YOUR ASSIGNMENT: Tally the lines in the records below that contain the string "pixels" with matching case. Reply with the count alone.

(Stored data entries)
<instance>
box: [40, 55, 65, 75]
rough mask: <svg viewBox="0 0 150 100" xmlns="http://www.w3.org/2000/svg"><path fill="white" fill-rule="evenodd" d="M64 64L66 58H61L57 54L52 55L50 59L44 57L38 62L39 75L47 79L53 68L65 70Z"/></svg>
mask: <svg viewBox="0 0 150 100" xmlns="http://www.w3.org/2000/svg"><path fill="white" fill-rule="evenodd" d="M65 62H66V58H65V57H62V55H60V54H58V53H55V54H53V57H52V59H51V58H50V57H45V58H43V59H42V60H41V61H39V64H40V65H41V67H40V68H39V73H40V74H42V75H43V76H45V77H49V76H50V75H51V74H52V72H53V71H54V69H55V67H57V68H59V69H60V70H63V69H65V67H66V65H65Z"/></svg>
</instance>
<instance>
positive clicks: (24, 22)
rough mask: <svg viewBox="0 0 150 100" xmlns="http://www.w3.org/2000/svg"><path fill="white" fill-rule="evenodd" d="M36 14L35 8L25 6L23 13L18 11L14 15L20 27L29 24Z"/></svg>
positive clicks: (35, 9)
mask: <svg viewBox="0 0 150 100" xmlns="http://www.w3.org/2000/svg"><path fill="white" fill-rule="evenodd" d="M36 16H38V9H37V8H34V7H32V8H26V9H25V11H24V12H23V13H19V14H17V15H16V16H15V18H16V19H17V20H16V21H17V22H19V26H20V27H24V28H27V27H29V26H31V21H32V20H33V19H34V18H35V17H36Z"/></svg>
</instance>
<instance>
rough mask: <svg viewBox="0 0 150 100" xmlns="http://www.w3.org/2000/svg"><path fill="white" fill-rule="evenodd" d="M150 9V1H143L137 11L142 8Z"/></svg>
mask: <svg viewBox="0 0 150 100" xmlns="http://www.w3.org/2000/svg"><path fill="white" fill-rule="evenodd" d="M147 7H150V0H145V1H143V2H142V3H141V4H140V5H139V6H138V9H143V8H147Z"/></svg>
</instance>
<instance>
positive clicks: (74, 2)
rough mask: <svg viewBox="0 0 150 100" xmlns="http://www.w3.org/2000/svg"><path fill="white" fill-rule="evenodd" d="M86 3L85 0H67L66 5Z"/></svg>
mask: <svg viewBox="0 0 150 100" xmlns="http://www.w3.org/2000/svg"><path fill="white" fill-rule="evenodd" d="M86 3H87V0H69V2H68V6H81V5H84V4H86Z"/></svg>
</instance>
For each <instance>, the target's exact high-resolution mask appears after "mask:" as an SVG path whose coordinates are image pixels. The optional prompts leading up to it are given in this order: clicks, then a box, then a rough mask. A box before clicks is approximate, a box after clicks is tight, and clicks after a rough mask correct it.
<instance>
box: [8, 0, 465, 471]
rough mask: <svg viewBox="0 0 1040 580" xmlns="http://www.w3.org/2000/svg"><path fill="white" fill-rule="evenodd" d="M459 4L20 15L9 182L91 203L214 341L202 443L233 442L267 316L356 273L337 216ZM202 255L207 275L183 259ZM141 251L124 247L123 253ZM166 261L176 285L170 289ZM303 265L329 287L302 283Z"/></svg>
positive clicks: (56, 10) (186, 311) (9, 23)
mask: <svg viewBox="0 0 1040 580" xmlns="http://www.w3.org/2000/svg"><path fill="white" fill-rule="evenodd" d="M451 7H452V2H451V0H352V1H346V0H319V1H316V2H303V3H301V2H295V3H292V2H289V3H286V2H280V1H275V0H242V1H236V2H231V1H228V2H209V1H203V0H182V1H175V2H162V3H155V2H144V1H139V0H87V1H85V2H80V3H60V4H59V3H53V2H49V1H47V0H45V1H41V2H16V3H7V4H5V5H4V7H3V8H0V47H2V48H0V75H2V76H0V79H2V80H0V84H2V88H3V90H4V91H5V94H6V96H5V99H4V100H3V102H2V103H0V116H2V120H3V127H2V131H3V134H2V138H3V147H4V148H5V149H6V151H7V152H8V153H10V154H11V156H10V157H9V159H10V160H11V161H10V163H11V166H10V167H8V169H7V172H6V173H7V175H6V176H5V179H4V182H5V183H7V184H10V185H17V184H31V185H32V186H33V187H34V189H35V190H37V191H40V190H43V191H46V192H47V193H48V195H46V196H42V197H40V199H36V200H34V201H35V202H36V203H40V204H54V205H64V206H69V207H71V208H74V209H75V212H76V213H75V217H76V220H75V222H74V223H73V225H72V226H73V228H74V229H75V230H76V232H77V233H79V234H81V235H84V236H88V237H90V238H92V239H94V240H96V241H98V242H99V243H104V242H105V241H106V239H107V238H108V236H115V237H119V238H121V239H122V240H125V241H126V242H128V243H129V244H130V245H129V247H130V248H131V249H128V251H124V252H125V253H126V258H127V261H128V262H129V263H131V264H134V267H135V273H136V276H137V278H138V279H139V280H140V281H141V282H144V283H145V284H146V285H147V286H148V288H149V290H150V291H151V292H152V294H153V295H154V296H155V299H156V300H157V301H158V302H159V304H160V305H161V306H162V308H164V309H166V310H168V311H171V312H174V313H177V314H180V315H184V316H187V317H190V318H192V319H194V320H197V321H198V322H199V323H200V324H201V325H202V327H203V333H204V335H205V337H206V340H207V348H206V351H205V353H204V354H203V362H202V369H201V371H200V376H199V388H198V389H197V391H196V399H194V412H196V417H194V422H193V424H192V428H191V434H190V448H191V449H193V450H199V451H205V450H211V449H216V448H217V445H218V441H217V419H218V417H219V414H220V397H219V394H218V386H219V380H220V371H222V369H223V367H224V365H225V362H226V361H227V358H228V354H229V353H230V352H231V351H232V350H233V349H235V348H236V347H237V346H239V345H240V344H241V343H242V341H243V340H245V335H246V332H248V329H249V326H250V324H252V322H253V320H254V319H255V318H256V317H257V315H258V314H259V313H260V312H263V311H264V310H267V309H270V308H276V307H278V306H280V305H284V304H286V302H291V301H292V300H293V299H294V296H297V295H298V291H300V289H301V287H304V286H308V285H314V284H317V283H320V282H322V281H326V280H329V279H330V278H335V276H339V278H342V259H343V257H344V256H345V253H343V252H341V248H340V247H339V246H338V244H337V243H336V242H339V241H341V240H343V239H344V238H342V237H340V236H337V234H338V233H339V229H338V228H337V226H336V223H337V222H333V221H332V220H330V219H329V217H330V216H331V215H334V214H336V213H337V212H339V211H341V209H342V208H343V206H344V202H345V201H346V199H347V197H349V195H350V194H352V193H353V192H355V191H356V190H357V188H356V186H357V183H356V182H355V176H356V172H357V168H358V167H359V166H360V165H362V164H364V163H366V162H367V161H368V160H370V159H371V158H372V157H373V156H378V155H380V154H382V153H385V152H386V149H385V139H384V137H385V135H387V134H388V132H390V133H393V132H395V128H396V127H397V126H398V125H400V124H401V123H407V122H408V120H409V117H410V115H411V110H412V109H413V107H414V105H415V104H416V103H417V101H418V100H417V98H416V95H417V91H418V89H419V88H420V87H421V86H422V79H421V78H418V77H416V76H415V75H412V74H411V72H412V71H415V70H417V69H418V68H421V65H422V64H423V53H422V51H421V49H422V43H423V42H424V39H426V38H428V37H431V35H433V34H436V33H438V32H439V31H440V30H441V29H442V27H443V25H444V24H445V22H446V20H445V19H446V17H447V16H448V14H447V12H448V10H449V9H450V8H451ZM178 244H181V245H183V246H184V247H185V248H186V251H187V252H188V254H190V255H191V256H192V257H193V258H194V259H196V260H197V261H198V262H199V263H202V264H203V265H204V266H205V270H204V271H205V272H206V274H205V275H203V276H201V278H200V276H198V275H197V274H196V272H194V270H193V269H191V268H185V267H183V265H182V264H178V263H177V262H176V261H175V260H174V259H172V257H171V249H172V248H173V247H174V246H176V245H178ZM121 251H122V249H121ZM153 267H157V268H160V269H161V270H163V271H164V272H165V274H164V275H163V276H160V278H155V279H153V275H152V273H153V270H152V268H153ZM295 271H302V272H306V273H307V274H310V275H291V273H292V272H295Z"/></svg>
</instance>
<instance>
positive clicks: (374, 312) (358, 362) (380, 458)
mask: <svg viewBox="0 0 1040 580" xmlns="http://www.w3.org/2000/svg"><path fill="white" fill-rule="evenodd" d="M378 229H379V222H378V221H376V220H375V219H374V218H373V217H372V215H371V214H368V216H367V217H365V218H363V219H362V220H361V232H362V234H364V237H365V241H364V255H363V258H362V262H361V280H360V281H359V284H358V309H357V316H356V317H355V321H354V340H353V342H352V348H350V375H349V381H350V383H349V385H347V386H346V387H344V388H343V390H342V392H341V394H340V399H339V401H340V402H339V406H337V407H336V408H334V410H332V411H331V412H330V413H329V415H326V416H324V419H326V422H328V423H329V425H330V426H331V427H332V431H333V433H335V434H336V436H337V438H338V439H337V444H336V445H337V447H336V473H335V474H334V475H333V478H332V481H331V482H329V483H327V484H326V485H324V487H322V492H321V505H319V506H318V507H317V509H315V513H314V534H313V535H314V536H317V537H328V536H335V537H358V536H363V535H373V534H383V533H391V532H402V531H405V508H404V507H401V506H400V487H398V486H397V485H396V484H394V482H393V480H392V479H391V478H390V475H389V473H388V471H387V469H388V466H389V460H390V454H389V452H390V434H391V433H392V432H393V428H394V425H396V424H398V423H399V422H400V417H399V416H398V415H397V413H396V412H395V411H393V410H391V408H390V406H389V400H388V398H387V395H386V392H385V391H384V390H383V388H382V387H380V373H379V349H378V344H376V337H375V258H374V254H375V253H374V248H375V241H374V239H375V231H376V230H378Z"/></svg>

==

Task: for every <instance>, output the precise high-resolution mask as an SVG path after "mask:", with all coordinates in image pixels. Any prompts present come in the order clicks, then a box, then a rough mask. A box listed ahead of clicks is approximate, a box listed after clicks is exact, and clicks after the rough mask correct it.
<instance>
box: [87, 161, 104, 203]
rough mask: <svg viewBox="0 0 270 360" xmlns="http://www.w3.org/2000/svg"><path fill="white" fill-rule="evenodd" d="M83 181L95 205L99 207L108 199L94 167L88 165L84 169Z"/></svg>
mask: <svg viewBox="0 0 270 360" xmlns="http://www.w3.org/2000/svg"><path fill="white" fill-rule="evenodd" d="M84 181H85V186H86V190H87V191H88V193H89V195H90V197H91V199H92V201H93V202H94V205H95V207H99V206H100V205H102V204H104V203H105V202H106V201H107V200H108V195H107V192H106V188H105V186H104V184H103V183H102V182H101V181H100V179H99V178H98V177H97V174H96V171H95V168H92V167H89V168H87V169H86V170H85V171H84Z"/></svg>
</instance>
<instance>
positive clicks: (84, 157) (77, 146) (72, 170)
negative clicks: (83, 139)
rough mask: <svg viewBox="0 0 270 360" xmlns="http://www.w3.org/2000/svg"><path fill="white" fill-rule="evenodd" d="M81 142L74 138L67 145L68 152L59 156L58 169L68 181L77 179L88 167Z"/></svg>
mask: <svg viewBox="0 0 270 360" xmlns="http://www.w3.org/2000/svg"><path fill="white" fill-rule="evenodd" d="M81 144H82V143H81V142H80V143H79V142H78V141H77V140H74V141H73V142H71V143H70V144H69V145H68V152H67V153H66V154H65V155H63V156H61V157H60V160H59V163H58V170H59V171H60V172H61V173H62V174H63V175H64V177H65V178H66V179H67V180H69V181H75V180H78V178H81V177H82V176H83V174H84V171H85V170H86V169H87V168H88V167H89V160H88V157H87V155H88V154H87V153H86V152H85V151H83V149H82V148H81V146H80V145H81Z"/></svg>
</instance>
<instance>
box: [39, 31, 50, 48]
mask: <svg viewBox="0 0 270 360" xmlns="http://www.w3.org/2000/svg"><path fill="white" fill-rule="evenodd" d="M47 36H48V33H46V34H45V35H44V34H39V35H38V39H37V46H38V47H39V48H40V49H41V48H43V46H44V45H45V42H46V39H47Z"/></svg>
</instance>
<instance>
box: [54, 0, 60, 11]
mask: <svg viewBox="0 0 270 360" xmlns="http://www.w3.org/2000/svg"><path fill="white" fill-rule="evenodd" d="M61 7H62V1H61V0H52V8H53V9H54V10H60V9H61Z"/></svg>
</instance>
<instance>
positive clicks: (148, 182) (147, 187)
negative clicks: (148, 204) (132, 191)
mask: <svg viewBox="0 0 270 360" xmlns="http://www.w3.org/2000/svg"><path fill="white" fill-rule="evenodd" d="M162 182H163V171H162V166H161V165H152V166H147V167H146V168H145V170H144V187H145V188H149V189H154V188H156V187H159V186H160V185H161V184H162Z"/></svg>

RESULT: 2